━━ Provided data
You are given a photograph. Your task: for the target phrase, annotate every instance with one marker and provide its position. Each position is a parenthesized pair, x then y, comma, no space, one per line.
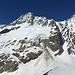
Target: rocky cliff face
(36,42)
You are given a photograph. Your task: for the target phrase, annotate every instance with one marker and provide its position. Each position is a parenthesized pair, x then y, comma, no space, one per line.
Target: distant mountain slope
━━━━
━━ Provided data
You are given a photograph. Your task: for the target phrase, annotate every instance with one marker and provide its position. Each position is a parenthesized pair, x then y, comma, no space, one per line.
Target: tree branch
━━━━
== Aim of the exercise ==
Working from the material above, retype exactly the lines from the one with "Target: rocky cliff face" through the one with "Target: distant mountain slope", both included, and only those lines.

== Response box ==
Target: rocky cliff face
(36,42)
You are given a photograph. Your task: for the target phrase, annotate every instance with one marker and provide its position. Each position is a parenthesized pair, x then y, comma, no space, one per line.
Target: distant mountain slope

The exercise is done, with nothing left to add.